- Requirement: Update the lines from the line with "Please segment every instance of the person" to the line with "94L70 94L71 96L71" by putting "Shapes" in place of "Regions", and leave everything else as it is.

- Outline annotation records:
* begin *

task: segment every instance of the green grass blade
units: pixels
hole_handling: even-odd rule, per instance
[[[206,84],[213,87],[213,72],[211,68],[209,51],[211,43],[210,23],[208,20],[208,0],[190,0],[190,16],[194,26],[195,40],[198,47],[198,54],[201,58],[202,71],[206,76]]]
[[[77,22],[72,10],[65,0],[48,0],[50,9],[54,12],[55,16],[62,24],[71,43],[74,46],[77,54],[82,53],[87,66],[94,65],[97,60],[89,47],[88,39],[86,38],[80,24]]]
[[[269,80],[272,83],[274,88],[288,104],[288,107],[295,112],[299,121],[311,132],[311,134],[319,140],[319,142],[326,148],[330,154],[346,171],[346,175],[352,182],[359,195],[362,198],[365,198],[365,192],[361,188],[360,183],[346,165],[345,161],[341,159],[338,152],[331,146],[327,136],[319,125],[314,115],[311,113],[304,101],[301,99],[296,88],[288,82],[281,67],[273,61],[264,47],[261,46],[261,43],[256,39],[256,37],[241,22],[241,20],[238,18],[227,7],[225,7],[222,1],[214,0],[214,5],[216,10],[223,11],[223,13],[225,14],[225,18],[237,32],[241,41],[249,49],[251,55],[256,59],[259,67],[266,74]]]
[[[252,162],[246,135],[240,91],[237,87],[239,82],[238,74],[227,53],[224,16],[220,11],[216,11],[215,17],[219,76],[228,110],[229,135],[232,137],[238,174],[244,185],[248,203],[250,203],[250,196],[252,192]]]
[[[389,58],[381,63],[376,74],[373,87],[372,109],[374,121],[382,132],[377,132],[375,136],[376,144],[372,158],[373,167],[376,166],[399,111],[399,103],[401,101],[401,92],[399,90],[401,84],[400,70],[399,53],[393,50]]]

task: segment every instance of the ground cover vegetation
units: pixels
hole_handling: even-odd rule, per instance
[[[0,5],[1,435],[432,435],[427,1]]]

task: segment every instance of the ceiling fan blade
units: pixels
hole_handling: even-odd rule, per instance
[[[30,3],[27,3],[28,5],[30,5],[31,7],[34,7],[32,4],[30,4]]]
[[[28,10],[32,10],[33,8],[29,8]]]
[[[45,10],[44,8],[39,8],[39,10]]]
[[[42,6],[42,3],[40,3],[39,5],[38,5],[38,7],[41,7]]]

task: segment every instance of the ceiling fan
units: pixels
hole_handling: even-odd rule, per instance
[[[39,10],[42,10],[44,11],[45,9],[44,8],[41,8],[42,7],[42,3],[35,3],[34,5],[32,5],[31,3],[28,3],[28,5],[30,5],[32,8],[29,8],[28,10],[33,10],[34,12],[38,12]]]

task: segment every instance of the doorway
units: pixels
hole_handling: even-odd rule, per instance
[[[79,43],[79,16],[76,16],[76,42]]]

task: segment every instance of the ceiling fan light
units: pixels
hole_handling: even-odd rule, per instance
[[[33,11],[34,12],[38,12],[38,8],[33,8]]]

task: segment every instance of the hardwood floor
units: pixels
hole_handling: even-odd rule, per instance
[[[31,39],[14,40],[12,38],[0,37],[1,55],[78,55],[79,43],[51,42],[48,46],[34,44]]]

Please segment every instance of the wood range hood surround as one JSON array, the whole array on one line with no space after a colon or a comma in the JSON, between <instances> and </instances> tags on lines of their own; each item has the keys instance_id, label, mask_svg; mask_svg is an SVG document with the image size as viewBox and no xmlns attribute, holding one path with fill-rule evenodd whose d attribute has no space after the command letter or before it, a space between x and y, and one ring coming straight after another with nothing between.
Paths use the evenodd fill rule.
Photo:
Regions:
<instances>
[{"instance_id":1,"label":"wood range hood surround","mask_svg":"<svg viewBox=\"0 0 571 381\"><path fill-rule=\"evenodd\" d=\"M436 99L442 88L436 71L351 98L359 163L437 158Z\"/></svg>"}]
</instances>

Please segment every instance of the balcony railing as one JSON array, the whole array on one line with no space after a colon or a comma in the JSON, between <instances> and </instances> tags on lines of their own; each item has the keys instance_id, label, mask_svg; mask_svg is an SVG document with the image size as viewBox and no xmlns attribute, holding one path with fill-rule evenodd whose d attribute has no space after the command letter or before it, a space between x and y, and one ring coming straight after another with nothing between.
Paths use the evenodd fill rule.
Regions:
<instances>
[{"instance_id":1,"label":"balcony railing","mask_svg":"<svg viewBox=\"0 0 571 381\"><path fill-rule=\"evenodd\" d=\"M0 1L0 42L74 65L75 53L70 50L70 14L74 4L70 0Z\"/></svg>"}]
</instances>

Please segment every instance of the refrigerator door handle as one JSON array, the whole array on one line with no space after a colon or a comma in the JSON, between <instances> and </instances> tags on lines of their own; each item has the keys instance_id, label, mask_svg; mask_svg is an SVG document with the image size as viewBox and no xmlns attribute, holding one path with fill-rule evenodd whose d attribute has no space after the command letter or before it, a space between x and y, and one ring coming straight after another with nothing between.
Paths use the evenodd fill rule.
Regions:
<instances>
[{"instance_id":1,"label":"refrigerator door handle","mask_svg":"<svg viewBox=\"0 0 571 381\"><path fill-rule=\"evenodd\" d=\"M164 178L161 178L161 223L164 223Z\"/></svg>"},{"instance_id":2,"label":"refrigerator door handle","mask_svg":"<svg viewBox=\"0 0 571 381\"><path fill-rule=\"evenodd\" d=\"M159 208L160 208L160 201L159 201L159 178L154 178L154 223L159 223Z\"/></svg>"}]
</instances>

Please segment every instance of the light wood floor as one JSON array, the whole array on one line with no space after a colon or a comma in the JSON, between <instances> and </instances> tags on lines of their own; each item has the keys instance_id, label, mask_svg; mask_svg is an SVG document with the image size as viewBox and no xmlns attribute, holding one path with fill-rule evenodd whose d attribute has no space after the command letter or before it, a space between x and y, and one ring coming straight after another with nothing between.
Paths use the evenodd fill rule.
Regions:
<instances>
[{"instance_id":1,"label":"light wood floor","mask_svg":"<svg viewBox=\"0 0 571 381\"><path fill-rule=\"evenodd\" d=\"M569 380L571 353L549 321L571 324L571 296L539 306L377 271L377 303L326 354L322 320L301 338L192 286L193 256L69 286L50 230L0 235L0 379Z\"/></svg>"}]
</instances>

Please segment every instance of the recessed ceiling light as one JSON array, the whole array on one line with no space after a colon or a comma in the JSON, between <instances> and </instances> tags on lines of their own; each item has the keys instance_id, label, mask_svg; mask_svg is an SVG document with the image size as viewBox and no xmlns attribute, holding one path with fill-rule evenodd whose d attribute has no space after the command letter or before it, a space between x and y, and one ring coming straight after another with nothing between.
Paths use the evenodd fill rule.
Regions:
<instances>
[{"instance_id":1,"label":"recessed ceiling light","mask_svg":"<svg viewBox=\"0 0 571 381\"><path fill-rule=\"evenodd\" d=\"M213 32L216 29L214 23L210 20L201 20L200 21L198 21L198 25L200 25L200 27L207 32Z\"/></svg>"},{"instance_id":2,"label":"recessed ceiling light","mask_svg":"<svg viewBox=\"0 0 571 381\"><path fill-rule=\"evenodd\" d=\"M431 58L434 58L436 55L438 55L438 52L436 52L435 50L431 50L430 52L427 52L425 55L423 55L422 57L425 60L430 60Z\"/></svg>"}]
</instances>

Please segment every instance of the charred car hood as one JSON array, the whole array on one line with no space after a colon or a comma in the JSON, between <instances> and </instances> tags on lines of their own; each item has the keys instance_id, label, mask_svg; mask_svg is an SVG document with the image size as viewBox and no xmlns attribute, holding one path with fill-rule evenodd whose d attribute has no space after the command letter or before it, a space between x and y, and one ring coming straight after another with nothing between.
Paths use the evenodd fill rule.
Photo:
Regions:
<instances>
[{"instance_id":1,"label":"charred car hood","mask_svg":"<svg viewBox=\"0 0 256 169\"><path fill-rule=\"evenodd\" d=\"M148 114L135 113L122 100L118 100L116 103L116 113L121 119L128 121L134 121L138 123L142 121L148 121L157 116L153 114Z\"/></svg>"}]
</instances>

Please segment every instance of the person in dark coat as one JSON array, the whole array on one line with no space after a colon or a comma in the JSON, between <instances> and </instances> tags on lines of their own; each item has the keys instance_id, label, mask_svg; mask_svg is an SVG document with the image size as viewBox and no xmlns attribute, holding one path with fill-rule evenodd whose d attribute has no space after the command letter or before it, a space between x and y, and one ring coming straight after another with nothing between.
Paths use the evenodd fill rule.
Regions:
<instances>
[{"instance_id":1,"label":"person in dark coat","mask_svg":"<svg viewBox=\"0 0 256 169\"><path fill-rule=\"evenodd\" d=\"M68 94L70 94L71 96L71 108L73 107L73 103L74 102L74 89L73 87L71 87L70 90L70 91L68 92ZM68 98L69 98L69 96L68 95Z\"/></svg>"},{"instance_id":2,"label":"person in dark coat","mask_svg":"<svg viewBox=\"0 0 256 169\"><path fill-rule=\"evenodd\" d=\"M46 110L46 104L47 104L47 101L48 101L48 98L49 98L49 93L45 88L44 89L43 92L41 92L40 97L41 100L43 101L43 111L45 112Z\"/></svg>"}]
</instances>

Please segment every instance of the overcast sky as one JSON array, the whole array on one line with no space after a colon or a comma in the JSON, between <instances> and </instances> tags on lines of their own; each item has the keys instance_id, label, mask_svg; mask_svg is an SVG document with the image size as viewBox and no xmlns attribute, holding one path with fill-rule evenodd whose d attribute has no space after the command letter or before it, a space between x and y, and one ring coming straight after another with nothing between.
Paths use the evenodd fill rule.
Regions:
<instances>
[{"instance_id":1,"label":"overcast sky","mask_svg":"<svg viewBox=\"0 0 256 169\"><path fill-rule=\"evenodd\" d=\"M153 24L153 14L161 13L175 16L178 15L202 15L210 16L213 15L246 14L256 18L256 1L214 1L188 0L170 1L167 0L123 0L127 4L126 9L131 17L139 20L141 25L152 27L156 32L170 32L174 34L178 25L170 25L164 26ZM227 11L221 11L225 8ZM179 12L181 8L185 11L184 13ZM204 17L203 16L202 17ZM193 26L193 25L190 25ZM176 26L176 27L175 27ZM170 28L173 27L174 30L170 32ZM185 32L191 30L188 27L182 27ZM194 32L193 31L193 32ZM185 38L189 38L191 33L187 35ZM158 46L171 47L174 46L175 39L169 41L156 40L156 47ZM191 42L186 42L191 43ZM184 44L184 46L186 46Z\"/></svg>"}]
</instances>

* end *
* begin *

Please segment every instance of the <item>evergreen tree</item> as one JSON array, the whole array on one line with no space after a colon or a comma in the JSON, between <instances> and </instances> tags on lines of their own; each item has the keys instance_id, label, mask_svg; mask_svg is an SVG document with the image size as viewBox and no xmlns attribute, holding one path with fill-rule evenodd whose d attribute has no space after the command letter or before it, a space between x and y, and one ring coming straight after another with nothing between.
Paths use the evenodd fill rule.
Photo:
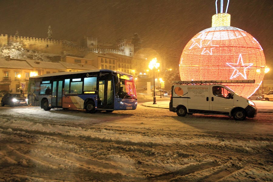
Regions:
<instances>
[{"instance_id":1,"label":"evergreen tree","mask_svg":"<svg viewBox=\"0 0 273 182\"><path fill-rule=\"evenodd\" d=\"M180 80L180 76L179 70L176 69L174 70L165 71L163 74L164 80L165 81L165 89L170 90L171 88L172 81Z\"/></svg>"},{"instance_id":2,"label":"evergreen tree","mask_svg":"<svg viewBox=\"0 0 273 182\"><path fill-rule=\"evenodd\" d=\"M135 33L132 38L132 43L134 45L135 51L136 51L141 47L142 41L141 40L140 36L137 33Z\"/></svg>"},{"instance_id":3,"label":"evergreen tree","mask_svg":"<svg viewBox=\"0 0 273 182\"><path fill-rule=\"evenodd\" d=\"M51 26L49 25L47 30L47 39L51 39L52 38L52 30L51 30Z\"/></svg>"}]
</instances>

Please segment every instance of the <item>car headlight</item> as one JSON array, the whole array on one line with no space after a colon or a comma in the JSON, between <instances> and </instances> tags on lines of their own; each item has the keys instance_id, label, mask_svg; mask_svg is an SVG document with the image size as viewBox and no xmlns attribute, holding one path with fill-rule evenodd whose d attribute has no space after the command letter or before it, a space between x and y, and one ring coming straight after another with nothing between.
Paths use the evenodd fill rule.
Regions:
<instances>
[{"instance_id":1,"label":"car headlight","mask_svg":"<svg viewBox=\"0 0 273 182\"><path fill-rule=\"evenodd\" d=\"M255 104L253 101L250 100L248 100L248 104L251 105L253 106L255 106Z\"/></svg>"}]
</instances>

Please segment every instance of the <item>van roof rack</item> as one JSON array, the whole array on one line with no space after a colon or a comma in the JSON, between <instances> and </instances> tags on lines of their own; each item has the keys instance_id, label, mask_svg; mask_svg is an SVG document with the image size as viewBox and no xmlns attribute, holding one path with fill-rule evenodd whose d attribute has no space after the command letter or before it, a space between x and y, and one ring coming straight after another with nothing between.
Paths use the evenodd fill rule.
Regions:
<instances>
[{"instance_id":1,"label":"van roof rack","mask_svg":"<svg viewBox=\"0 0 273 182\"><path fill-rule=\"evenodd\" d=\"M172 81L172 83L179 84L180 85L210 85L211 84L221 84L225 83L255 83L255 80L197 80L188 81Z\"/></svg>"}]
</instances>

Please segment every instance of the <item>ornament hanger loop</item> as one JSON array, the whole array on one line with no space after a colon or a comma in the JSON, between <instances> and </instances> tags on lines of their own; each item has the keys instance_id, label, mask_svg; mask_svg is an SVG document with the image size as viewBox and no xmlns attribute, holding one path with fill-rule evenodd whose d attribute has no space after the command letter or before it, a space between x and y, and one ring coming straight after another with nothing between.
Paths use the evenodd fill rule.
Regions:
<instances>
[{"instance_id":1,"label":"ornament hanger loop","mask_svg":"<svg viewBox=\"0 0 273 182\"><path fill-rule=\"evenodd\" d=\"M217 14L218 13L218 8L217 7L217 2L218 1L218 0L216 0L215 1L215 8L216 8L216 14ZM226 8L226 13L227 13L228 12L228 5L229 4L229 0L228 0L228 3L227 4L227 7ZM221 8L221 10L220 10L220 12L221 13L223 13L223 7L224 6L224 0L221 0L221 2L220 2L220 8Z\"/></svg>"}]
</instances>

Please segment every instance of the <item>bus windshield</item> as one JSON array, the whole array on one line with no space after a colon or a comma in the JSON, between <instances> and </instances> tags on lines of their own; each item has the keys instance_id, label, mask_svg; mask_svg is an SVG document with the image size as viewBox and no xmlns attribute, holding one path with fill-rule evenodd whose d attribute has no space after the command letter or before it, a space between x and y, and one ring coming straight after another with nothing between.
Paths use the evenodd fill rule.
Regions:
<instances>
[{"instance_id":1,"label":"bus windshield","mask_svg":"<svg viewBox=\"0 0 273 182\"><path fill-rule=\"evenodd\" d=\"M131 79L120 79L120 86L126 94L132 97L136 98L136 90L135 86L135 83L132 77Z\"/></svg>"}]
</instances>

* end *
* begin *

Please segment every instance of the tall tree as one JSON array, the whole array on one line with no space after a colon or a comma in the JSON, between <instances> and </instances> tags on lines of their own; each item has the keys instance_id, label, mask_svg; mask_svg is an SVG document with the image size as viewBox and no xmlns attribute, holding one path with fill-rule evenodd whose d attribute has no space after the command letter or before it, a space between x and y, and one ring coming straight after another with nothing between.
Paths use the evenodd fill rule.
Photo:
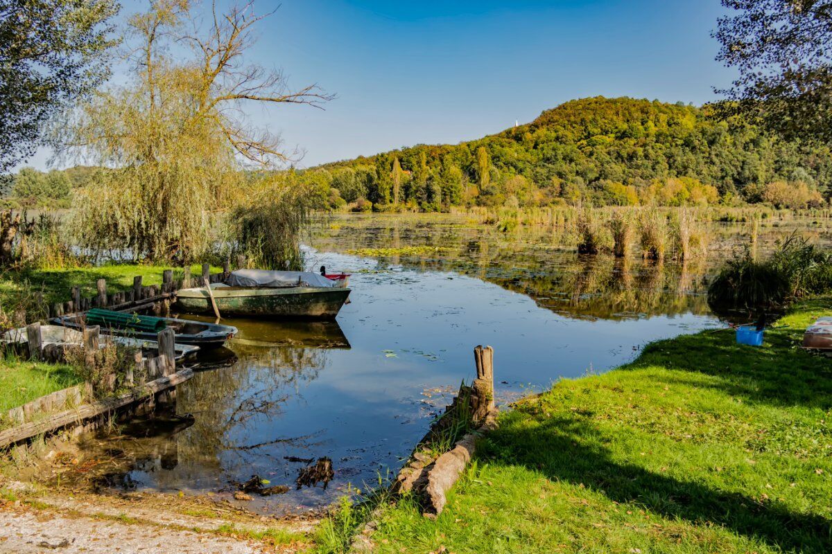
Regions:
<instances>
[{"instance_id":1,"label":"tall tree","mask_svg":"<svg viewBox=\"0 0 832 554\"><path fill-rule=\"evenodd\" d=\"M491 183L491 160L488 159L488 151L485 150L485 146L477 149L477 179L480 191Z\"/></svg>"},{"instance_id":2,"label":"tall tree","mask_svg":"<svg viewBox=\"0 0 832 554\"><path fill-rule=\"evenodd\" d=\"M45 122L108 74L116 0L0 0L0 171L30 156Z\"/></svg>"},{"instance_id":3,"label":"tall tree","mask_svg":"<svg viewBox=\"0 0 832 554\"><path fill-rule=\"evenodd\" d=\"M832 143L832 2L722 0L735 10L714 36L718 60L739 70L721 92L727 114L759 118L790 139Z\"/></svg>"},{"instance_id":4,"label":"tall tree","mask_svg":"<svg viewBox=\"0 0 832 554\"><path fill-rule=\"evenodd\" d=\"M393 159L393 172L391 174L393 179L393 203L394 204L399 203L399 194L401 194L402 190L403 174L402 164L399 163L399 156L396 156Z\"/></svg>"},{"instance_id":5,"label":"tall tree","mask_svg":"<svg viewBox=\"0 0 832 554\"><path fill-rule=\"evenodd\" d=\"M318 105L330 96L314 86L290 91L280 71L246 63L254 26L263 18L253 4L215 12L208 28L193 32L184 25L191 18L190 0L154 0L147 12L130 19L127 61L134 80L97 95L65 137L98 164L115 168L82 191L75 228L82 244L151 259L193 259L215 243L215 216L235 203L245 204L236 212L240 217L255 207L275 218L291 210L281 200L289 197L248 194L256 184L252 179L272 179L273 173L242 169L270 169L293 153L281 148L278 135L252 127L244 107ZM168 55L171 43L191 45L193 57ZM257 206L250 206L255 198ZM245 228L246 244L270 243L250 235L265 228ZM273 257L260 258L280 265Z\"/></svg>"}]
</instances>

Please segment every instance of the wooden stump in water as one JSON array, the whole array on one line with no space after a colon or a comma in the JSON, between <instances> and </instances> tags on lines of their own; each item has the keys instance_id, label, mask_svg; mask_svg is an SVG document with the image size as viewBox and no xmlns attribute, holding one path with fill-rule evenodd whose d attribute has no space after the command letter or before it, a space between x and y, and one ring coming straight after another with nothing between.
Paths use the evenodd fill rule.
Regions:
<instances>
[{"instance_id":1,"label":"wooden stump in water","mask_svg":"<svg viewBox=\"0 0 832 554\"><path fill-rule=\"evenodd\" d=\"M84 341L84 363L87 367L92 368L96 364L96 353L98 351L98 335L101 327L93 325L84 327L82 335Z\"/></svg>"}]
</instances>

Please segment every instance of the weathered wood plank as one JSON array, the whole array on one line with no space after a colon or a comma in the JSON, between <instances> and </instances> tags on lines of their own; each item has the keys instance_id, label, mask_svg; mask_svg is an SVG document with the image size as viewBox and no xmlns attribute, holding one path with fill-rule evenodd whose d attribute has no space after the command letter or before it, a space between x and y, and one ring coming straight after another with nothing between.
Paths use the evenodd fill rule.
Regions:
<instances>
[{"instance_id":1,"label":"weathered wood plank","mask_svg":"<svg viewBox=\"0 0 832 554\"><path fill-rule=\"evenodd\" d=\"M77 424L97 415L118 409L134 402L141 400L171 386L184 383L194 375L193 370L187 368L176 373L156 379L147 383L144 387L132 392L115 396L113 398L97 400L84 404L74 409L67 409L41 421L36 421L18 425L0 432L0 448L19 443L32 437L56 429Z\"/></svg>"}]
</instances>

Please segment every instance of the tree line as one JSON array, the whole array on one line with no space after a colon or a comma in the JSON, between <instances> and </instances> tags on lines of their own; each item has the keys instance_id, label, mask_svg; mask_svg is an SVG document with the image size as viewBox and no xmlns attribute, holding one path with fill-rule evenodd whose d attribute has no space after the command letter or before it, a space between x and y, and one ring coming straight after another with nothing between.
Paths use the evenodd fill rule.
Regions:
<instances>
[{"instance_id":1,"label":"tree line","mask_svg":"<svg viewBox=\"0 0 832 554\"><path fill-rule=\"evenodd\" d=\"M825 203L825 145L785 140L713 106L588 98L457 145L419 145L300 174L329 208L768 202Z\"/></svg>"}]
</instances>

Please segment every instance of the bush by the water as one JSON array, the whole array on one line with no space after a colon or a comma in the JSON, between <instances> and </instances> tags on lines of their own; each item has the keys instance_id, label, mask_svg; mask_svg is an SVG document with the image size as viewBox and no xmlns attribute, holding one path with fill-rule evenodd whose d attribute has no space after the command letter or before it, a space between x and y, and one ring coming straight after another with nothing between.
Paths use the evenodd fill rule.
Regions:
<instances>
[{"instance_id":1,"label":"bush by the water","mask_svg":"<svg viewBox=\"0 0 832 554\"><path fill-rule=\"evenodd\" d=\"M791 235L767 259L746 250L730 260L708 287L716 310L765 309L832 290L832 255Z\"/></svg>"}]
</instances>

* end *

- Finished answer:
Please segment every instance of the person in dark coat as one JSON array, the whole array on one line with no space after a colon or a comma in the JSON, between <instances> and </instances> tags on lines of their own; each item has the keys instance_id, label, mask_svg; mask_svg is an SVG document with the image size as viewBox and no xmlns attribute, holding one path with fill-rule evenodd whose d attribute has no space after the command letter or before it, a space between x and y, and one ring coming straight after another with nothing between.
Paths use the evenodd fill rule.
Shapes:
<instances>
[{"instance_id":1,"label":"person in dark coat","mask_svg":"<svg viewBox=\"0 0 256 169\"><path fill-rule=\"evenodd\" d=\"M68 94L70 94L71 96L71 108L73 107L73 103L74 102L74 89L73 87L71 87L70 90L70 91L68 92ZM68 98L69 98L69 96L68 95Z\"/></svg>"},{"instance_id":2,"label":"person in dark coat","mask_svg":"<svg viewBox=\"0 0 256 169\"><path fill-rule=\"evenodd\" d=\"M46 110L46 104L47 104L47 101L48 101L48 98L49 98L49 93L45 88L44 89L43 92L41 92L40 97L41 100L43 101L43 111L45 112Z\"/></svg>"}]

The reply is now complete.